Every entry below has to appear again in your reply, word for word, but no picture may.

Extracted data entries:
※

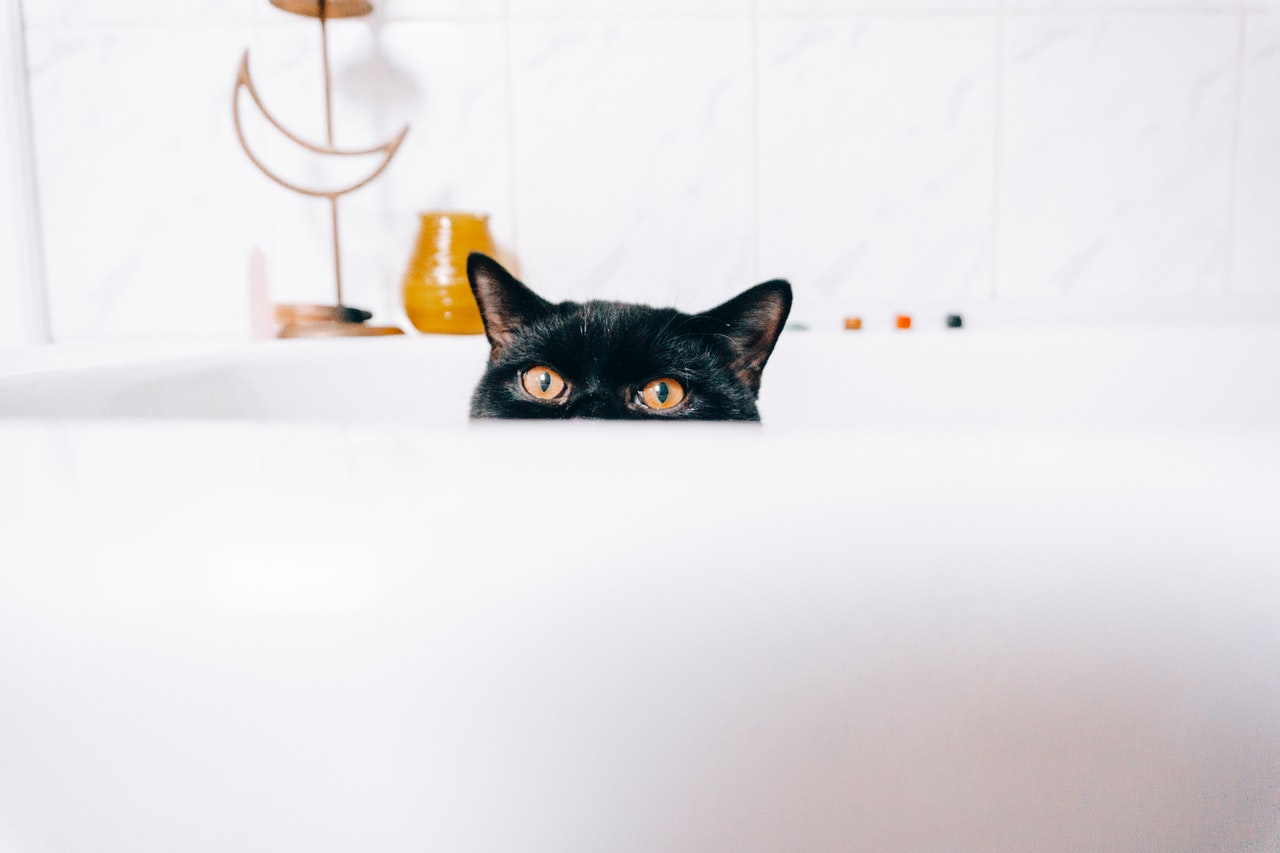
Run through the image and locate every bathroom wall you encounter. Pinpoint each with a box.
[16,0,1280,341]
[0,0,32,347]
[0,125,24,349]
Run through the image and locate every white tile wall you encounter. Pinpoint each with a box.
[998,13,1239,300]
[511,0,751,16]
[0,124,24,347]
[21,0,501,25]
[759,15,997,322]
[21,0,259,26]
[1000,3,1257,340]
[1,0,45,348]
[1006,0,1239,9]
[15,0,1280,342]
[378,0,505,19]
[760,1,997,10]
[26,24,265,339]
[509,17,755,309]
[1232,12,1280,295]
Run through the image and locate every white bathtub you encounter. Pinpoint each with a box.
[1,326,1279,852]
[2,326,1279,428]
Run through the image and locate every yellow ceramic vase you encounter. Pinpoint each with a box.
[401,212,494,334]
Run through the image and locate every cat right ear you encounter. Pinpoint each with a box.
[702,280,793,394]
[467,253,553,353]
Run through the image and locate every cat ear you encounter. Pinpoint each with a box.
[702,280,793,394]
[467,252,553,353]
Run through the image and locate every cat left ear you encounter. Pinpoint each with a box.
[702,280,793,394]
[467,252,553,354]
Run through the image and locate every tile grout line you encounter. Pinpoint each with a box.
[990,0,1005,300]
[757,7,1249,17]
[249,6,271,324]
[1222,0,1247,297]
[503,0,522,270]
[4,0,52,343]
[24,7,1273,29]
[749,0,759,283]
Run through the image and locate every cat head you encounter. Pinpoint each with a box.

※

Response:
Run through the image and locate every bathroom wall you encounter. Pinpoint each with a box.
[16,0,1280,341]
[0,0,32,347]
[0,125,24,349]
Run through the image and locate every white tile wall you encounter. Pinpoint each with a box.
[998,13,1239,300]
[511,0,751,16]
[0,124,24,347]
[21,0,501,25]
[759,15,997,322]
[21,0,259,26]
[1000,3,1257,340]
[1,0,45,348]
[1006,0,1239,9]
[15,0,1280,342]
[378,0,505,19]
[760,1,997,10]
[26,24,265,339]
[509,17,755,309]
[1232,12,1280,295]
Run through the image and locate every white bathtub you encounter. Pinpoint each with a box.
[1,326,1279,852]
[2,326,1279,428]
Run through the image and locate every yellow ceramic vase you encounter. Pinpoint each with a box.
[401,212,494,334]
Run through the image and locate every cat right ear you encounter. Pinpoint each with a box.
[702,280,793,394]
[467,253,553,353]
Run through the image and locate every cat ear you encounter. Pinpoint each with a box.
[702,280,793,394]
[467,252,553,353]
Run through the image and locate every cat left ear you encounter. Pinpoint each with a box.
[702,280,793,394]
[467,252,553,354]
Run through the image and locate every tile grout line you encounter. Pinpoint each with a box.
[990,0,1005,300]
[757,7,1249,17]
[249,6,271,324]
[1222,0,1247,297]
[503,0,522,270]
[4,0,52,343]
[24,7,1273,29]
[749,0,759,283]
Run through the image and locate every cat head you encounter. Pinpoint each with a box.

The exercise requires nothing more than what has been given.